▶ [Task brief]: Repeat exactly each line of the material, starting from the line that contains "Annotation guideline: for every instance of the turquoise" and finishing with the final line.

▶ [Supplied material]:
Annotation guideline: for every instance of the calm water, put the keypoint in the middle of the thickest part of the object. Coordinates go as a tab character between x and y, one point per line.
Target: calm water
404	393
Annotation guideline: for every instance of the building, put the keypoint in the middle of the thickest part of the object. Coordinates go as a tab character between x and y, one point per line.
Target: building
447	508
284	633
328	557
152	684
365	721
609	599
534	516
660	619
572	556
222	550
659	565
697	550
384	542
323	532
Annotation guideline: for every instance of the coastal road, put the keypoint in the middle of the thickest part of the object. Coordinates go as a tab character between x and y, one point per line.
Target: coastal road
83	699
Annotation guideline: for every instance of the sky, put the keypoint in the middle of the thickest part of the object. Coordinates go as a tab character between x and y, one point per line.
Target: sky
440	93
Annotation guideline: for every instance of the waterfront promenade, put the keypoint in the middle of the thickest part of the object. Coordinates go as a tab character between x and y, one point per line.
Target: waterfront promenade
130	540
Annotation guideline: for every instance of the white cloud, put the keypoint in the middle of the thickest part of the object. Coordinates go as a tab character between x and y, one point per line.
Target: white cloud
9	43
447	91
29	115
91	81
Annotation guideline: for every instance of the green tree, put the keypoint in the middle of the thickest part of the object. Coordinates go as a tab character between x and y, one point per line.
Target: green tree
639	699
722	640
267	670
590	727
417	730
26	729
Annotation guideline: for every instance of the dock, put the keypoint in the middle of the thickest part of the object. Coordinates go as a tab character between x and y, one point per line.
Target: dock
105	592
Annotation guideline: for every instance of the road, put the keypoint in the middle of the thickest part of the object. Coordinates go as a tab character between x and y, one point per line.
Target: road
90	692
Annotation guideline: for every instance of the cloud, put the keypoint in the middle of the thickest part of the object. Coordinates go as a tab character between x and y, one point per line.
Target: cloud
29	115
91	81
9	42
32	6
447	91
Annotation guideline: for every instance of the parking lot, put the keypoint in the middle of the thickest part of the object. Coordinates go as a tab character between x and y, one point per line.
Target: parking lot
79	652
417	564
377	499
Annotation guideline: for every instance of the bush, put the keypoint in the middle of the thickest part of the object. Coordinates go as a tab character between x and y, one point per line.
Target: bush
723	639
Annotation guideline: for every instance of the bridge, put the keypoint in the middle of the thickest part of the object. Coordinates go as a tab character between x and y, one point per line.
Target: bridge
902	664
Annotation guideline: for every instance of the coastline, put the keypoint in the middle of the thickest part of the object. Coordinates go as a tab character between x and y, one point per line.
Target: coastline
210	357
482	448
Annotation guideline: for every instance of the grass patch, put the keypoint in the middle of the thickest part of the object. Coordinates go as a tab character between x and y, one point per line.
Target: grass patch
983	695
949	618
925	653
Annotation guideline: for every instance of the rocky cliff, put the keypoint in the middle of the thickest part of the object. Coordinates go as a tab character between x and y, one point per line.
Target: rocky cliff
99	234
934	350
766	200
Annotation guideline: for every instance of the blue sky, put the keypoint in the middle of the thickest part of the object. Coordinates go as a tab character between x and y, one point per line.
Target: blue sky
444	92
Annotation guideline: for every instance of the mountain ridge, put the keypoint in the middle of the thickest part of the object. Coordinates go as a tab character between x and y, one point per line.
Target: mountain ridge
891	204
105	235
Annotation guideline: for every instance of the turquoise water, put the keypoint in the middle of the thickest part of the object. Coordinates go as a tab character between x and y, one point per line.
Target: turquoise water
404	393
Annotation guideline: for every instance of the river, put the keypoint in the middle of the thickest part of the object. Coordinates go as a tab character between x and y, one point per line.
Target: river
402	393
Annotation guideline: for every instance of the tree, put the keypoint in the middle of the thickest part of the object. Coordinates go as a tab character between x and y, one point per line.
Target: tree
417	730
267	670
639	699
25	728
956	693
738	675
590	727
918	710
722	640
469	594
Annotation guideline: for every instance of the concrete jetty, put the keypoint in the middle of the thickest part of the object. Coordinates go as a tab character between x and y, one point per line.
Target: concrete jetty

▶ [Task answer]:
Annotation guideline: for every instance of the turquoise water, put the keypoint in the middle of the thickest part of the object. Coordinates go as a tab character between x and y, one point per line.
Target: turquoise water
404	393
Annotation guideline: for every instance of the river, put the keypoint in the middle of the thickest part of the object. Coordinates go as a tab character between x and y, one point per line.
Target: river
402	393
Annotation guideline: for every instance of the tree, put the keypoint in the middle of the thickest part of the object. Coordinates go as a tab character between x and y, one point per line.
Target: tree
417	730
267	670
639	699
25	728
956	693
738	675
590	727
918	710
722	640
469	594
Annotation guideline: for every instance of the concrete jetty, put the keypoint in the middle of the thickest part of the object. Coordinates go as a tab character between x and y, one point per line.
Target: concrete jetty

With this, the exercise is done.